Tasks for this exercise –
1 - Write out the velocipede thread word for word, beginning at "Does anyone here" and stopping after "any guidance. Thanks.".
2 - Extend the velocipede thread by writing what follows its last sentence.

### Article ###

# Child's Velocipede



## Re-Cyclist (Aug 19, 2018)

Does anyone here have an interest in children's 3 wheel velocipedes or know about their approximate value? I have a chance to purchase one from the late 1800s for around $250.00. Condition is good with original black paint and tiller steering but I believe that the seat has been re-covered at some point. My experience is in later bikes and I'm just wondering if this is a good price and if there is much interest in them. I would appreciate any guidance. Thanks.


----------



## ridingtoy (Aug 19, 2018)

From my personal experience seeing this style tricycle at auctions, in good condition even with the seat recovered (as many of them have been) I think $250 is a very good deal. Just my personal opinion based on what you wrote as to condition. I tried getting one at auction 20 years ago with original seat covering and it went up to $1200, which was way beyond what I thought it might go for. Not sure how much interest there is in these trikes at present. I have seen them go for as low as a few hundred dollars in good condition.

### Information provided ###

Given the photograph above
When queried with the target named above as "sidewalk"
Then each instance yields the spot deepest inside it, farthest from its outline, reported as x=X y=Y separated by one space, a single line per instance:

###

Task-by-task outputs –
1 -
Does anyone here have an interest in children's 3 wheel velocipedes or know about their approximate value? I have a chance to purchase one from the late 1800s for around $250.00. Condition is good with original black paint and tiller steering but I believe that the seat has been re-covered at some point. My experience is in later bikes and I'm just wondering if this is a good price and if there is much interest in them. I would appreciate any guidance. Thanks.

2 -
These tiller style trikes where you sit between the two larger rear wheels were designed mainly for girls, though they were bought for boys, too, by parents who wanted a tricycle with more stability. It wasn't considered proper for even little girls to straddle a bar on a bike or trike, so they were particularly suited for girls. As times changed views on what was proper, girls began riding regular trikes with a bar to straddle the same as boys, and the treadle style trikes gradually disappeared from the toy market. So, the ones you always see for sale are somewhere between the late 1800s to no later than the 1920s. I've never seen any old ads or catalogs showing this style still being available as late as the 1930s.

Dave


----------



## Freqman1 (Aug 20, 2018)

Without pictures it is impossible to evaluate. Are you sure it is an original from that period? V/r Shawn


----------



## vincev (Aug 20, 2018)

Location ?? Pictures ?


----------



## Re-Cyclist (Aug 20, 2018)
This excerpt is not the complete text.